Dataset entries
---*---

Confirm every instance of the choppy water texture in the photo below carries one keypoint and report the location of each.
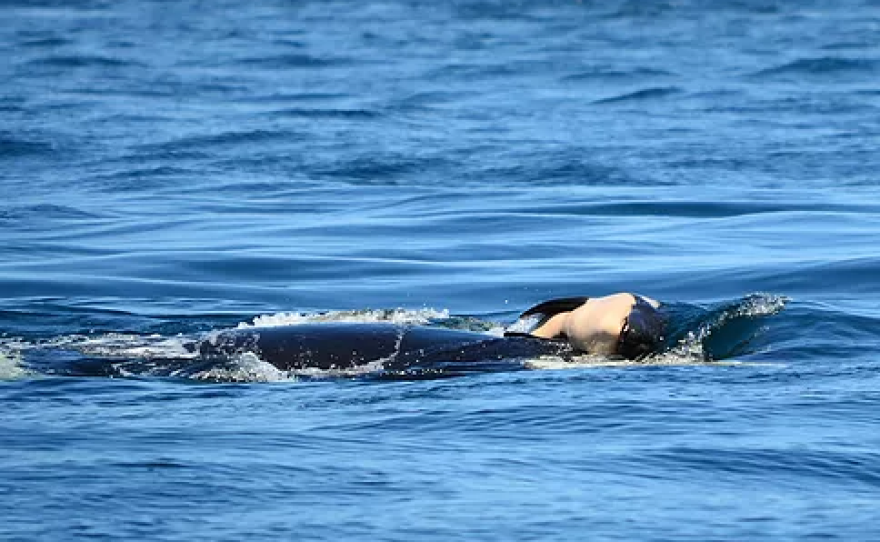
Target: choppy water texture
(173, 168)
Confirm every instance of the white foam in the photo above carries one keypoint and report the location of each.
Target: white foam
(122, 345)
(395, 316)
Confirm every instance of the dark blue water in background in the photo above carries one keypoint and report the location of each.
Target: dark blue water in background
(171, 168)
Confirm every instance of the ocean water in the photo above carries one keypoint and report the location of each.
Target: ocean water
(170, 169)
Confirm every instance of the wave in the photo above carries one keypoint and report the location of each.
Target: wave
(13, 147)
(324, 113)
(832, 66)
(83, 61)
(653, 93)
(605, 74)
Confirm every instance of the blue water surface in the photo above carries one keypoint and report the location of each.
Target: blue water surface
(168, 169)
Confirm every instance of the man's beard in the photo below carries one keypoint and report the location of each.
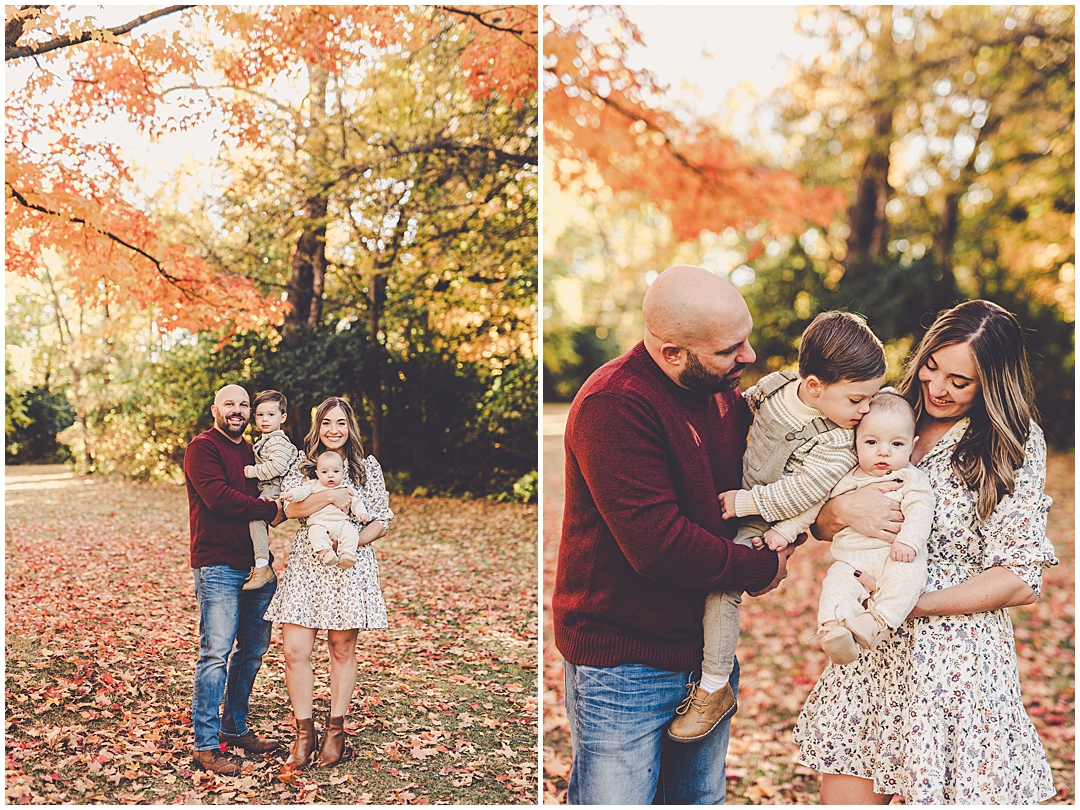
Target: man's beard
(223, 426)
(697, 378)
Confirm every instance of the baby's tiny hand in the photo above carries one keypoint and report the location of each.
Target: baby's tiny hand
(774, 540)
(728, 503)
(902, 553)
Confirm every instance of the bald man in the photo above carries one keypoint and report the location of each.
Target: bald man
(651, 439)
(220, 503)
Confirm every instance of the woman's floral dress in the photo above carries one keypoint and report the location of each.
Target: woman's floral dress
(327, 597)
(934, 713)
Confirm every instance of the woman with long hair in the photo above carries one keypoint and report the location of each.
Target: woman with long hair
(313, 596)
(934, 713)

---*---

Rewrite every one of the records above, swapping "keypoint" for "marker" wherever it appears and keeping everything else the same. Leave the pictures out.

→ **Result**
Confirm every instance of the choppy water texture in the photo below carries one marker and report the location of each.
Target: choppy water texture
(173, 168)
Confirm every instance of the white foam in the photo above carries one marker and report the location of each.
Target: white foam
(122, 345)
(395, 316)
Confirm every instance of the dark blue water in background in the photo above carries one marker and report the location of each.
Target: dark blue water in background
(171, 168)
Confirm every instance of the ocean water in the photo above carries one marker and report the location of each.
Target: ocean water
(170, 169)
Confirm every instance of the wave in the photo above carries one marker and report the location of each.
Target: wave
(13, 147)
(324, 113)
(832, 66)
(83, 61)
(653, 93)
(605, 74)
Confirm every instance of the blue water surface in the photo above carries one marker and report the location of each.
Target: blue water surface
(168, 169)
Confirm every instance of the man's beard in the photo below carries one marker and report the location of each.
Target: man's beard
(223, 426)
(697, 378)
Confirm every instance of the baby's tiny hand in the photo above carries one marker and report the location of each.
Target: baby's tiny hand
(774, 540)
(728, 503)
(902, 553)
Confirm every instance of the bald man in the photo above carries one marker and report the location of each.
Target: bald man
(651, 439)
(220, 503)
Confirm every instance of the woman's floral dress in the photo above carries one marker and report the location of each.
Target: woman's floral dress
(327, 597)
(934, 713)
Confirm every instance of the woman with long hair in the photo above carries one marker and report the location of each.
Target: woman with long hair
(313, 596)
(934, 713)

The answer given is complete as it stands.